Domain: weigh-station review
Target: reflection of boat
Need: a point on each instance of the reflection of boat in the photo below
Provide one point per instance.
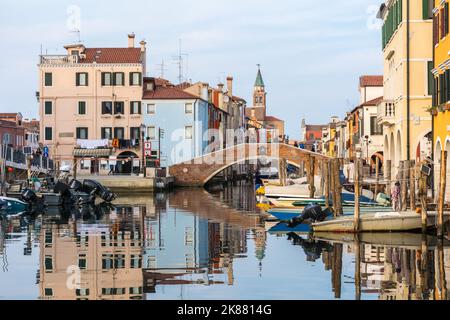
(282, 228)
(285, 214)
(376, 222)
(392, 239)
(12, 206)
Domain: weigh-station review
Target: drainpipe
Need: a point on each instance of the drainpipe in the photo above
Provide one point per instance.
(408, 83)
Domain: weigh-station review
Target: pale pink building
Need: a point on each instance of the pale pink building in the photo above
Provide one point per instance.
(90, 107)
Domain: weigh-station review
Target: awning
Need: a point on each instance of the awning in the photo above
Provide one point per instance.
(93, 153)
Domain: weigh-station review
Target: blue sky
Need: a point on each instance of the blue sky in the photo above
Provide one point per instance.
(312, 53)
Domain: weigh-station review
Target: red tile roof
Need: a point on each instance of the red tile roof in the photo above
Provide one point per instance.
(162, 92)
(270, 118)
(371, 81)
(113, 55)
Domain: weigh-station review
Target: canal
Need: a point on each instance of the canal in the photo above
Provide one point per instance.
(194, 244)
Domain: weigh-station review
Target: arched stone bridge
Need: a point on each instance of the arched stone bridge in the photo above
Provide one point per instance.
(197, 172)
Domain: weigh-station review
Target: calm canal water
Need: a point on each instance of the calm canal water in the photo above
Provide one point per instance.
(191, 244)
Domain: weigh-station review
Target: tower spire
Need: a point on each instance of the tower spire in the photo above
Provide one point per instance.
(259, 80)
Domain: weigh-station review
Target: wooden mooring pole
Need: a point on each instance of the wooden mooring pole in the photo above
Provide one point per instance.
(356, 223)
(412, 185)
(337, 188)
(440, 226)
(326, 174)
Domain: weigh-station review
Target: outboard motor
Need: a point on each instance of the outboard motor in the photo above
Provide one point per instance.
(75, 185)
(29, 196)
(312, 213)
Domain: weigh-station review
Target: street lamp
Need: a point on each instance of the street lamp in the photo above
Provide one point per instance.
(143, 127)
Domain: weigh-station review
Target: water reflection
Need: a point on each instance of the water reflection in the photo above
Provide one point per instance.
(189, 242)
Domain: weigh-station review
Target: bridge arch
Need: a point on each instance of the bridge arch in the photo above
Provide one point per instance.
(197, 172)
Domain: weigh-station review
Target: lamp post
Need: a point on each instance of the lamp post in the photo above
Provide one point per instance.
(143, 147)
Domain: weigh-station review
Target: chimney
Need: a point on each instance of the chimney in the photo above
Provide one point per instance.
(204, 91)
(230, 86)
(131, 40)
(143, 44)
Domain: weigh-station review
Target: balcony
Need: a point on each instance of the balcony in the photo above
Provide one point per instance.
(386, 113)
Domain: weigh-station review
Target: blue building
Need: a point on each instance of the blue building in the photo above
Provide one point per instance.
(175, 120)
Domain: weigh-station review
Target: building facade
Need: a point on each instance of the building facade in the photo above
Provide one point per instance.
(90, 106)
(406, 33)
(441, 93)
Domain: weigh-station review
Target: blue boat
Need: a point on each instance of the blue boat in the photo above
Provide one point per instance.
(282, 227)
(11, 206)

━━━

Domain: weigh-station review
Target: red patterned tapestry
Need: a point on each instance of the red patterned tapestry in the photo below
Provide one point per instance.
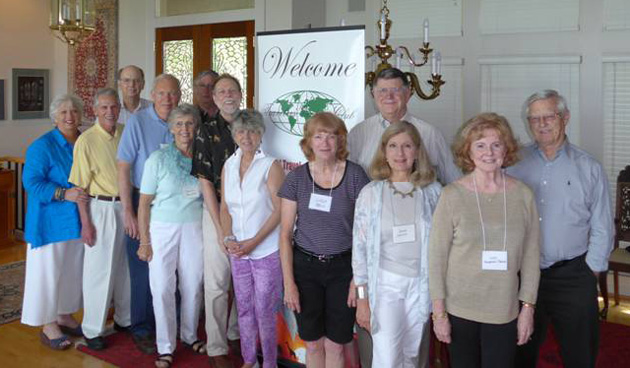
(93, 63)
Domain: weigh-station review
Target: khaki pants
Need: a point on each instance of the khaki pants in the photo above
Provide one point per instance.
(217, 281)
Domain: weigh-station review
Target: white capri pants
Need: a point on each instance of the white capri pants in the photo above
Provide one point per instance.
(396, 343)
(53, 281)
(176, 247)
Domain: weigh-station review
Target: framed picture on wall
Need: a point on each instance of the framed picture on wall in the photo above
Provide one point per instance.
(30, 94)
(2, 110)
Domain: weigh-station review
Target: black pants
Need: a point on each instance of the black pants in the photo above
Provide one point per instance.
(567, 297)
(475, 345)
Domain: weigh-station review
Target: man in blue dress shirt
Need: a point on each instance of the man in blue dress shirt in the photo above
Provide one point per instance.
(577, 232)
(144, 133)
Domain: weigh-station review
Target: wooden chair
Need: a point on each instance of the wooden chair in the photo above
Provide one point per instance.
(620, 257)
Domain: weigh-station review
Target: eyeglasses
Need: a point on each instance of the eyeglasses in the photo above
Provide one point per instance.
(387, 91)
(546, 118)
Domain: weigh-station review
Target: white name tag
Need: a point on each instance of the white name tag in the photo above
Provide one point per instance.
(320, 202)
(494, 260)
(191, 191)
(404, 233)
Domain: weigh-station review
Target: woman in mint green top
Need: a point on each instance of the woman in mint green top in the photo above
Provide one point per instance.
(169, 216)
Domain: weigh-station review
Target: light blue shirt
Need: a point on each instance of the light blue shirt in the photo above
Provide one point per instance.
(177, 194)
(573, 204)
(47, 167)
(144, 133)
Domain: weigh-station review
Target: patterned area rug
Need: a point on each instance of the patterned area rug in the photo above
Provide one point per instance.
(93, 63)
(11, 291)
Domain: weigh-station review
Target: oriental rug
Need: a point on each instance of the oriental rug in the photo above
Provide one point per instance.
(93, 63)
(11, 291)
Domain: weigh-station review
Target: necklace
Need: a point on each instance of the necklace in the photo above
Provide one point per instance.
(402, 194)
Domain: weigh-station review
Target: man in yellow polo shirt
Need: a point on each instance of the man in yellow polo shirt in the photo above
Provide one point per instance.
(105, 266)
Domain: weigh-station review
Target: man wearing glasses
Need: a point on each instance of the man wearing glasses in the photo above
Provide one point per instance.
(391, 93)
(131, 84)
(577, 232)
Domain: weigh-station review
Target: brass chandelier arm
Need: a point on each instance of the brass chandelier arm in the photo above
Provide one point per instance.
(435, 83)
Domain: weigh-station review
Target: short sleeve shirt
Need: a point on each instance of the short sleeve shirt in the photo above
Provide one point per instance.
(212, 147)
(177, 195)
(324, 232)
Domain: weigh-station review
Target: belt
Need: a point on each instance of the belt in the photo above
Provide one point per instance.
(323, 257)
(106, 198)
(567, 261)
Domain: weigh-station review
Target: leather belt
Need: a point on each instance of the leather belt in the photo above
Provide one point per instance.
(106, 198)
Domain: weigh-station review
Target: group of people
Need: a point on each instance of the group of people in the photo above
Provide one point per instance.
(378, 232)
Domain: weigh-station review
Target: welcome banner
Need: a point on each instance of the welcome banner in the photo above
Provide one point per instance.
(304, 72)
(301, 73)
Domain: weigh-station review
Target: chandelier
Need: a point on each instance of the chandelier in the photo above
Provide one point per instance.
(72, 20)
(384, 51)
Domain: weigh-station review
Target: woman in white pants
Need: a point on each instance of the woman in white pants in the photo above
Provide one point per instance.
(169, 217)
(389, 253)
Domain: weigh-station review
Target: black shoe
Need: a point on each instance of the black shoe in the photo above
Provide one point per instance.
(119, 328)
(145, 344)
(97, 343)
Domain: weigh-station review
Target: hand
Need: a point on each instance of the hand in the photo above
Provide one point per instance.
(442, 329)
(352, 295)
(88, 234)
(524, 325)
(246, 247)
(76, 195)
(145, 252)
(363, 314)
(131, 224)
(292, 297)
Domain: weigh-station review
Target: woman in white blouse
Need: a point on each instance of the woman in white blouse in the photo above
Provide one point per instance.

━━━

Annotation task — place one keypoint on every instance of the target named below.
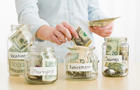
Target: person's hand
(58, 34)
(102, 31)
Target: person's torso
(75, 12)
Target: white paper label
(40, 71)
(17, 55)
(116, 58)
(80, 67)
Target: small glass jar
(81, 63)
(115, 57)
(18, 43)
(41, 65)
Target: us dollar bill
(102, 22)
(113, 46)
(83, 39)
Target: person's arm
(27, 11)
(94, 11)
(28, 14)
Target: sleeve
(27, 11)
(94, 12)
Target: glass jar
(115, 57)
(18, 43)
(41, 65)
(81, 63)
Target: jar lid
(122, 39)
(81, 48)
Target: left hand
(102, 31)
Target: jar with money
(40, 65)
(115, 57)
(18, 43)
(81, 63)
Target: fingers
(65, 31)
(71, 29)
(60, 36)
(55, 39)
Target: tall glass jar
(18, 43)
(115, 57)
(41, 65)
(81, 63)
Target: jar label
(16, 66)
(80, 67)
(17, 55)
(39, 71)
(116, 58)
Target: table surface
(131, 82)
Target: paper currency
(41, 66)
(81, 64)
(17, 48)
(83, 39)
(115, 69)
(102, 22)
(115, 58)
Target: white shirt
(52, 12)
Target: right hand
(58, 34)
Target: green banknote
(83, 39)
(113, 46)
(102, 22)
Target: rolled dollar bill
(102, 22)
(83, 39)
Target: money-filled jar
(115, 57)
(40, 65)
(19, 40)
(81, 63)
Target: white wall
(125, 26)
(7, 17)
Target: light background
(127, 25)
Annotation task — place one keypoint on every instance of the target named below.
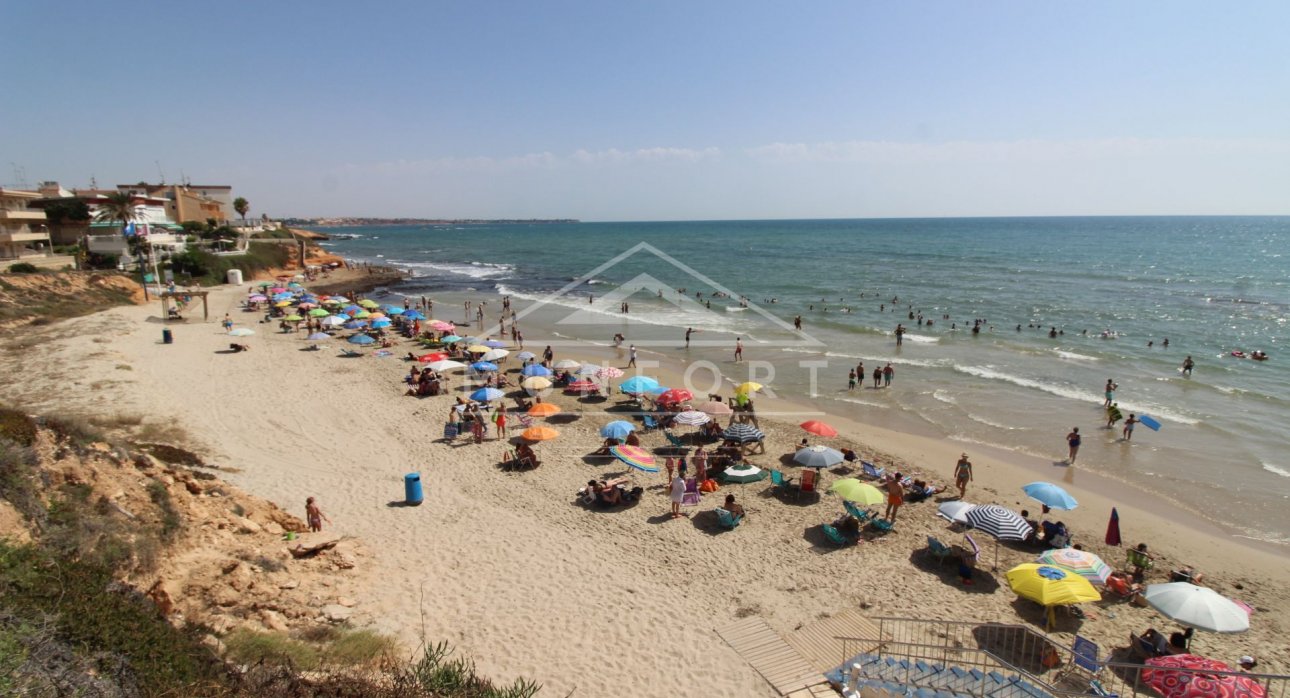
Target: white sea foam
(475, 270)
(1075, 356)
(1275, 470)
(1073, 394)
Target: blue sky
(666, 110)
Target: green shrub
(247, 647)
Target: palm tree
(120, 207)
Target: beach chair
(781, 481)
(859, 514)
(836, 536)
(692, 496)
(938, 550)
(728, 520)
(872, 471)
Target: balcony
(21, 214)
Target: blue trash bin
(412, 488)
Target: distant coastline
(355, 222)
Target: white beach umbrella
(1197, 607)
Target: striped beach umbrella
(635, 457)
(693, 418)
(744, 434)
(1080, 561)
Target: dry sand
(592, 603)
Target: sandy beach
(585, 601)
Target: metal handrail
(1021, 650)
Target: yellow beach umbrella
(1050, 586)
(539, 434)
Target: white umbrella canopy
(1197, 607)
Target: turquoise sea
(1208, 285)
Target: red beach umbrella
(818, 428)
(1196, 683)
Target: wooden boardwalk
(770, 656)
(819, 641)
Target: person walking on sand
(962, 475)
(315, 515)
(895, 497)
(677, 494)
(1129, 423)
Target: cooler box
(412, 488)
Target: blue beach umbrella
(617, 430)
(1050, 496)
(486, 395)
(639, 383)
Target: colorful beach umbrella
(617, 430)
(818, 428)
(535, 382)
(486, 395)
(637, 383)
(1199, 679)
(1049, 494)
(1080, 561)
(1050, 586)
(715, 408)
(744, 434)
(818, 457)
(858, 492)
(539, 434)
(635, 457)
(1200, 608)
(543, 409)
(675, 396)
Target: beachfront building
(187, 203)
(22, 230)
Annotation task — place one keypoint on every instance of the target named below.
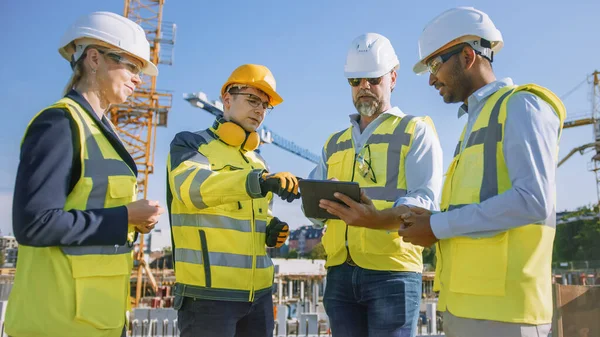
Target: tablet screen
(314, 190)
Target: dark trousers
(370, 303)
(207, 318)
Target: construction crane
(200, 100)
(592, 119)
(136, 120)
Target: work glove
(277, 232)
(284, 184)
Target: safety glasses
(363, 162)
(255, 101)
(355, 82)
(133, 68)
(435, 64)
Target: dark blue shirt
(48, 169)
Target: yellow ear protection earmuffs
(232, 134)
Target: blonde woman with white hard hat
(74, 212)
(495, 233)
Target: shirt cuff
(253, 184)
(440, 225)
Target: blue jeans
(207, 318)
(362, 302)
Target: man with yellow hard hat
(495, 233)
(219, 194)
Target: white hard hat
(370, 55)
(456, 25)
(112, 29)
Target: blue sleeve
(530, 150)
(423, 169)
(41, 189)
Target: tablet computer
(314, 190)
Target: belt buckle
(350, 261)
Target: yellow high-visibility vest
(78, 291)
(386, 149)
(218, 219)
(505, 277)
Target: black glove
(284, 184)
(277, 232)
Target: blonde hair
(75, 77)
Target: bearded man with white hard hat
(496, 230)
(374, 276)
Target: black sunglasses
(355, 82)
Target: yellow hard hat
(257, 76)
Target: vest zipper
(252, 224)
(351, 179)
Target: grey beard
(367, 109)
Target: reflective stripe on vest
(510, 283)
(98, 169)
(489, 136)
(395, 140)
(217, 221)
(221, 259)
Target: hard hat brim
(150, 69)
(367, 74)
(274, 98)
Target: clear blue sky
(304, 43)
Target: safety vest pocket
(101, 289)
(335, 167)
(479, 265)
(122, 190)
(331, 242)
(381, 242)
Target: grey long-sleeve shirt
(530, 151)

━━━

**PROBLEM TO SOLVE:** Pick out every line of the entries above that contains the word "area", matching case exactly, and copy each one.

**EXPECTED ANSWER:**
Target: patterned area rug
Need: a point on each instance of the patterned area rug in the photo above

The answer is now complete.